── PROVIDED TEXT
Secure retention of CO2 in geological reservoirs is essential for effective storage. Solubility trapping, the dissolution of CO2 into formation water, is a major sink on geological timescales in natural CO2 reservoirs. Observations during CO2 injection, combined with models of CO2 reservoirs, indicate the immediate onset of solubility trapping. There is uncertainty regarding the evolution of dissolution rates between the observable engineered timescale of years and decades, and the >10 kyr state represented by natural CO2 reservoirs. A small number of studies have constrained dissolution rates within natural analogues. The studies show that solubility trapping is the principal storage mechanism after structural trapping, removing 10–50% of CO2 across whole reservoirs. Natural analogues, engineered reservoirs and model studies produce a wide range of estimates on the fraction of CO2 dissolved and the dissolution rate. Analogue and engineered reservoirs do not show the high fractions of dissolved CO2 seen in several models. Evidence from natural analogues supports a model of most dissolution occurring during emplacement and migration, before the establishment of a stable gas–water contact. A rapid decline in CO2 dissolution rate over time suggests that analogue reservoirs are in dissolution equilibrium for most of the CO2 residence time.
────
▸ GOAL
Pull out the whole text on trapping CO2 underground by dissolving it in water, and copy it word for word. You won't need any of the lines that come after this.
── STORED RECORDS
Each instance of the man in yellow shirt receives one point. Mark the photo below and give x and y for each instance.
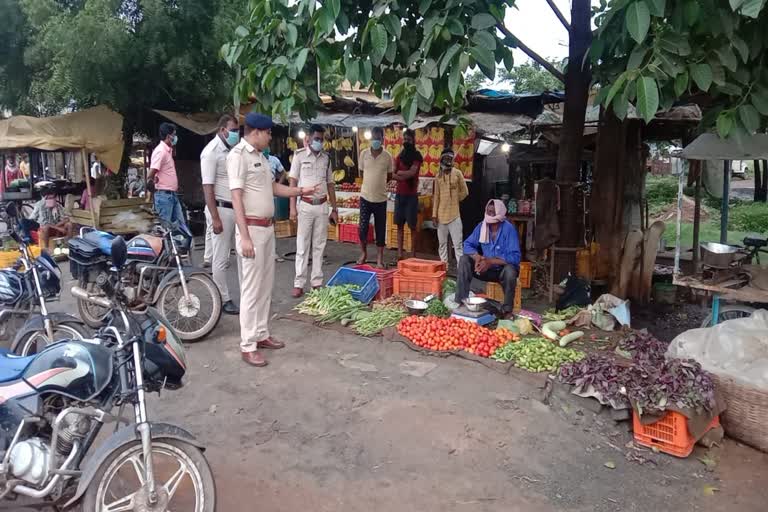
(450, 189)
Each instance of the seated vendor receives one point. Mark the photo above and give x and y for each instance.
(491, 254)
(49, 219)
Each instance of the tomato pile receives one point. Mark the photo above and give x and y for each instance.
(447, 334)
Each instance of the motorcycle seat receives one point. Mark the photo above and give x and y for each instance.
(12, 366)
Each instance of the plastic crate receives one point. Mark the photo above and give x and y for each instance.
(285, 229)
(351, 233)
(669, 434)
(419, 286)
(385, 278)
(367, 281)
(412, 266)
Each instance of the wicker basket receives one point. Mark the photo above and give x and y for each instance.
(746, 414)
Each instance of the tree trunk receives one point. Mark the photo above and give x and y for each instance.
(577, 80)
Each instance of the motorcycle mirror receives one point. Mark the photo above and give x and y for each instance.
(119, 252)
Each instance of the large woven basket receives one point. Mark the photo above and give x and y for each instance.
(746, 416)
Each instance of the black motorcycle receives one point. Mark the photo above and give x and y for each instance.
(57, 401)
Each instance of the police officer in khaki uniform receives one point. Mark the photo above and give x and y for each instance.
(311, 167)
(253, 190)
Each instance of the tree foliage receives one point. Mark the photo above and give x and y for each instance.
(419, 49)
(654, 52)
────
▸ ANSWER FOR THIS EXERCISE
Secure retention of CO2 in geological reservoirs is essential for effective storage. Solubility trapping, the dissolution of CO2 into formation water, is a major sink on geological timescales in natural CO2 reservoirs. Observations during CO2 injection, combined with models of CO2 reservoirs, indicate the immediate onset of solubility trapping. There is uncertainty regarding the evolution of dissolution rates between the observable engineered timescale of years and decades, and the >10 kyr state represented by natural CO2 reservoirs. A small number of studies have constrained dissolution rates within natural analogues. The studies show that solubility trapping is the principal storage mechanism after structural trapping, removing 10–50% of CO2 across whole reservoirs. Natural analogues, engineered reservoirs and model studies produce a wide range of estimates on the fraction of CO2 dissolved and the dissolution rate. Analogue and engineered reservoirs do not show the high fractions of dissolved CO2 seen in several models. Evidence from natural analogues supports a model of most dissolution occurring during emplacement and migration, before the establishment of a stable gas–water contact. A rapid decline in CO2 dissolution rate over time suggests that analogue reservoirs are in dissolution equilibrium for most of the CO2 residence time.